## EXCERPT TO READ
::::::::::
At a meeting of the CJ ATI committee, local probation and mental-health staff described gaps in assertive community treatment (ACT) coverage in Tompkins County and discussed a range of alternatives — from Kendra’s Law/AOT referrals and an open-access clinic to Albany County’s TASC residential model, day reporting and reduced-incarceration work programs — intended to reduce jail use.
Why it matters: committee members said many people who cycle through the local jail have co-occurring substance-use and mental-health needs; participants argued that better-coordinated treatment, transitional housing and streamlined court procedures could reduce repeated bookings and shorten custody time for some people.
An agency official described how local ACT teams operate and where they fall short. “The act team is based out of Watkins Glen. It’s the Elmira Psych Center, ACT team,” the agency official said, and added that teams are multidisciplinary (a psychiatrist, a master’s-level clinician, two social workers and two nurses). The official warned that ACT teams currently must operate within roughly a 45-mile radius of their hub, leaving parts of Tompkins County without routine coverage and limiting caseload capacity.
::::::::::
## EXERCISE DIRECTIONS
Reproduce word for word the part of the report on jail alternatives that begins with the words containing "At a meeting" and ends with "reduce jail use.".

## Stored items
::::::::::
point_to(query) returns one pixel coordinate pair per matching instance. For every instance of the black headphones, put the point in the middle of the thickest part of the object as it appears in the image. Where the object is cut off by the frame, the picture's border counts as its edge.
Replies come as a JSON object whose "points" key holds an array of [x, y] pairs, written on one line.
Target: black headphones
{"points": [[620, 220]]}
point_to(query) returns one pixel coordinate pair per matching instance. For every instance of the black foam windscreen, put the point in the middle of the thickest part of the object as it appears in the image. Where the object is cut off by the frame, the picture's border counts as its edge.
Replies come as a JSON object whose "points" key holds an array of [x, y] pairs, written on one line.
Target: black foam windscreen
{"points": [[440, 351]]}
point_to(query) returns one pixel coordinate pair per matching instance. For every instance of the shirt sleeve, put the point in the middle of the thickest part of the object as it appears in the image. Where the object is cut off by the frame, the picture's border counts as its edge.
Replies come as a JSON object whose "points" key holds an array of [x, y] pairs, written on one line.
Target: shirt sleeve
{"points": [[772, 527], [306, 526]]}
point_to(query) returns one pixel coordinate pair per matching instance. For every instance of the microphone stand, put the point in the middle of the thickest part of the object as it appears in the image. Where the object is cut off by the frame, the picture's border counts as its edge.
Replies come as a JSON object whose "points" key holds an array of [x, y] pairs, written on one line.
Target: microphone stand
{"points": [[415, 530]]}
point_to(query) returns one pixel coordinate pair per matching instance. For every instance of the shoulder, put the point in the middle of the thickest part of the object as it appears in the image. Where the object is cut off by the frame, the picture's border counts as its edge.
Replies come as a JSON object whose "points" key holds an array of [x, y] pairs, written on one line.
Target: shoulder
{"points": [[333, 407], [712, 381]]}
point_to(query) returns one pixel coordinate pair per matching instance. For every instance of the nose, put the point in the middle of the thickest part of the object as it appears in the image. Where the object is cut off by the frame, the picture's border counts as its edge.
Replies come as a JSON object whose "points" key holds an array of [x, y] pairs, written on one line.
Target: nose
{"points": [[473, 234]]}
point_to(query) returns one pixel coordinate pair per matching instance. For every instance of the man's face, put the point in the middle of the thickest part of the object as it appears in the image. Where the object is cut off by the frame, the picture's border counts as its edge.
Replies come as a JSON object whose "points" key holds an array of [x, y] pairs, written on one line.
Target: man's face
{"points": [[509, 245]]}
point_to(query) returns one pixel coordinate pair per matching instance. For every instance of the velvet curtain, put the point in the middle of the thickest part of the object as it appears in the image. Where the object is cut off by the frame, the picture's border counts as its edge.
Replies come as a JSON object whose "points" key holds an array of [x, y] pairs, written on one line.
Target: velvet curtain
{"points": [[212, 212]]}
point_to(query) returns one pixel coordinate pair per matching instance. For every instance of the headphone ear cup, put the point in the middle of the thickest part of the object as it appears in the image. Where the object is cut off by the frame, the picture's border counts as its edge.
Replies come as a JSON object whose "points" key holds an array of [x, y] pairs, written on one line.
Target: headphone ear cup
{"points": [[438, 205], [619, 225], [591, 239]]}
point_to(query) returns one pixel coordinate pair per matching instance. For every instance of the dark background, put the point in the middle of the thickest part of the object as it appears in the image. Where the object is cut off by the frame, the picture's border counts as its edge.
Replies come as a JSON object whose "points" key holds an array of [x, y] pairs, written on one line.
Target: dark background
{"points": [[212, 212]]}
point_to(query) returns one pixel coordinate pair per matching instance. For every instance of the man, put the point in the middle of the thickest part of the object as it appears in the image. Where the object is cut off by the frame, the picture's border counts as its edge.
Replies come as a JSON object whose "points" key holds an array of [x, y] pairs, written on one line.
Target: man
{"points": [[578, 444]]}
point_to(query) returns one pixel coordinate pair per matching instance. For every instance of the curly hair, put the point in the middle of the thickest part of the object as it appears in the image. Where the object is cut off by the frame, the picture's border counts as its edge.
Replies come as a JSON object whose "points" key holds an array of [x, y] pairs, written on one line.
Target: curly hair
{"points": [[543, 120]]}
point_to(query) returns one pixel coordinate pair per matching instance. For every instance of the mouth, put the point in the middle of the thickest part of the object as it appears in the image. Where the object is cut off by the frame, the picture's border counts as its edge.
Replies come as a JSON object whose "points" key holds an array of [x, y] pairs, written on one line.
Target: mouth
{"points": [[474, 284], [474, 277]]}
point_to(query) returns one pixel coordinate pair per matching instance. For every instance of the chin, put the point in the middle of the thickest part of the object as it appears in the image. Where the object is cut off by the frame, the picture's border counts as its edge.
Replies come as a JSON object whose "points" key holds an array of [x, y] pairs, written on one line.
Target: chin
::::::::::
## TASK OUTPUT
At a meeting of the CJ ATI committee, local probation and mental-health staff described gaps in assertive community treatment (ACT) coverage in Tompkins County and discussed a range of alternatives — from Kendra’s Law/AOT referrals and an open-access clinic to Albany County’s TASC residential model, day reporting and reduced-incarceration work programs — intended to reduce jail use.